» **ASSIGNMENT**: Report each line below that carries the word "noun".

» **Region pointing data**:

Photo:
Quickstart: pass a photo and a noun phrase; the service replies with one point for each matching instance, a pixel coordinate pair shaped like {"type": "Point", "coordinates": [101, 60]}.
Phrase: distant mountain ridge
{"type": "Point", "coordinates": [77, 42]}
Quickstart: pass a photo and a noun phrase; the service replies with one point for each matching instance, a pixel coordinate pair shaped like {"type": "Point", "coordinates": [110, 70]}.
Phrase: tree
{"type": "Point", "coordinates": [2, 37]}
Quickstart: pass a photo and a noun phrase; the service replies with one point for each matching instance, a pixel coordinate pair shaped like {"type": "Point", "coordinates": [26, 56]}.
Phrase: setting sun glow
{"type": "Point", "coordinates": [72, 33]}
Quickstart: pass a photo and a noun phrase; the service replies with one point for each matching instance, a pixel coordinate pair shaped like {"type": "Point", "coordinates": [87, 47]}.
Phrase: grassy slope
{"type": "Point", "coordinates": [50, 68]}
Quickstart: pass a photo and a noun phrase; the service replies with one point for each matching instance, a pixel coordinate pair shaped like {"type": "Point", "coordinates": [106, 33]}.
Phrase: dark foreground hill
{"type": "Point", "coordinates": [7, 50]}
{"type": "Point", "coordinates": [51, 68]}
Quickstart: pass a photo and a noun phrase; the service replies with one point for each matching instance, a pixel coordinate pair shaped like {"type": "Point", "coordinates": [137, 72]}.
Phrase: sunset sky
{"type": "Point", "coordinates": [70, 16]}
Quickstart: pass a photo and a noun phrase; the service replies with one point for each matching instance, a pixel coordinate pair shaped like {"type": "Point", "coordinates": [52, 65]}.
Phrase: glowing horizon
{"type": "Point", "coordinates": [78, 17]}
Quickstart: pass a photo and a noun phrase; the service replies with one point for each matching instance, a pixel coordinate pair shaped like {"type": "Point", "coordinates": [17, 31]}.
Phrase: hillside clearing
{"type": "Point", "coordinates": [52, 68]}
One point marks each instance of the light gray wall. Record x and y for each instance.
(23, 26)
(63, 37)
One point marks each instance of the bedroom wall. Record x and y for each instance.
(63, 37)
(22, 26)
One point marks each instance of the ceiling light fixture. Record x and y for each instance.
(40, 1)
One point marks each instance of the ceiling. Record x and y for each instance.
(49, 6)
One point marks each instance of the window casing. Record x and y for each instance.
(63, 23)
--
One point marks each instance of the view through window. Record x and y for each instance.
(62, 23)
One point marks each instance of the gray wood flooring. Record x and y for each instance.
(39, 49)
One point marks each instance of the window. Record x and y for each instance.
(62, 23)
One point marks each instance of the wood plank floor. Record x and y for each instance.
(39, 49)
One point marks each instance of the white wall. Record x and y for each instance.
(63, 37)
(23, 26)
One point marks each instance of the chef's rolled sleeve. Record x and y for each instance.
...
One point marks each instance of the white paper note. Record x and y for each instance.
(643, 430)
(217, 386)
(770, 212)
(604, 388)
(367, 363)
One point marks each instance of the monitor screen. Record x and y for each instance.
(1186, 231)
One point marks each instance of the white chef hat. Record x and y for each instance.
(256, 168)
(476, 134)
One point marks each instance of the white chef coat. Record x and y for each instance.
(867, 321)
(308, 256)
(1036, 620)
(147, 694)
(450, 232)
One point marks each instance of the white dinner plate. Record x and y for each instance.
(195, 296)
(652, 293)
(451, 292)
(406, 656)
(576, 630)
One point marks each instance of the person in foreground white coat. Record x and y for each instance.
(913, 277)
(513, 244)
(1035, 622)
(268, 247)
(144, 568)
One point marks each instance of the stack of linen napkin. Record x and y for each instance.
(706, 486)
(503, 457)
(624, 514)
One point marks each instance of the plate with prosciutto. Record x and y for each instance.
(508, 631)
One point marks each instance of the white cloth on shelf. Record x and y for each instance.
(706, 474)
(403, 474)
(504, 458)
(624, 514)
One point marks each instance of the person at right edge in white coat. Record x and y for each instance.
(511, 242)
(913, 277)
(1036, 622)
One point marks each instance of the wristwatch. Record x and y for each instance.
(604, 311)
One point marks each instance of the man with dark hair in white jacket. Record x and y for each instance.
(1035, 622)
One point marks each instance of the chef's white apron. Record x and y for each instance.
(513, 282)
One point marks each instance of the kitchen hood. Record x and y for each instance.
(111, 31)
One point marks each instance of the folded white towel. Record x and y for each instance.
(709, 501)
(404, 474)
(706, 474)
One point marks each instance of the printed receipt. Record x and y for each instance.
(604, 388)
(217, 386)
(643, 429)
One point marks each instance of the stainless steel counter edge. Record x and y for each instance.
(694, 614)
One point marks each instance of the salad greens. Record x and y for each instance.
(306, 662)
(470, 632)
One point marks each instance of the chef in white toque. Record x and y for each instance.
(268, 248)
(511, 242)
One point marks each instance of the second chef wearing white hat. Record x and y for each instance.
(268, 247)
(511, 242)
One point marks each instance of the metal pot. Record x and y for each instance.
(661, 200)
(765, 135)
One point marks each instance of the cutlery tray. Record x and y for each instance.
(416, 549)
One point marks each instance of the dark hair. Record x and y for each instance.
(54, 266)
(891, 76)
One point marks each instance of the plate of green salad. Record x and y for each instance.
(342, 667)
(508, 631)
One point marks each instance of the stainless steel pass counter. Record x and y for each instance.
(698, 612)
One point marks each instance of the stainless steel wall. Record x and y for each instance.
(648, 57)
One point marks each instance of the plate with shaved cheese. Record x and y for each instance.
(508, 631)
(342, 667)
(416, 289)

» **RESPONSE FOR THIS EXERCISE**:
Quickstart: pass a photo and a noun phrase; the service replies with one point for each matching instance, a pixel coordinate pair shaped like {"type": "Point", "coordinates": [101, 60]}.
Quickstart: pass a photo and a noun phrase; the service replies with one point for each matching instance, a pixel coordinate pair shaped like {"type": "Point", "coordinates": [110, 70]}.
Quickstart: pass a photo and a noun phrase; the service replies with one point for each matching instance, a pixel coordinate pair shaped like {"type": "Point", "coordinates": [26, 56]}.
Quickstart: pass a photo and a noun phrase; the service replies with one point for each matching instance, a pixel coordinate pair shaped like {"type": "Point", "coordinates": [87, 47]}.
Quickstart: pass a photo and a noun phrase; the service replies with one point for each matching instance, a pixel coordinate pair shaped like {"type": "Point", "coordinates": [106, 33]}.
Quickstart: pass a photo and a noun phrase; the service replies with one point for each matching instance, a pixel coordinate pair shaped like {"type": "Point", "coordinates": [137, 72]}.
Quickstart: pass a photo and a noun phrase; the service replies with one point for each matching instance, a pixel coordinate pair shaped like {"type": "Point", "coordinates": [52, 65]}.
Quickstart: pass a photo and a noun phrase; the service replies with one point for each matching instance, a pixel coordinate pair shaped like {"type": "Point", "coordinates": [17, 31]}.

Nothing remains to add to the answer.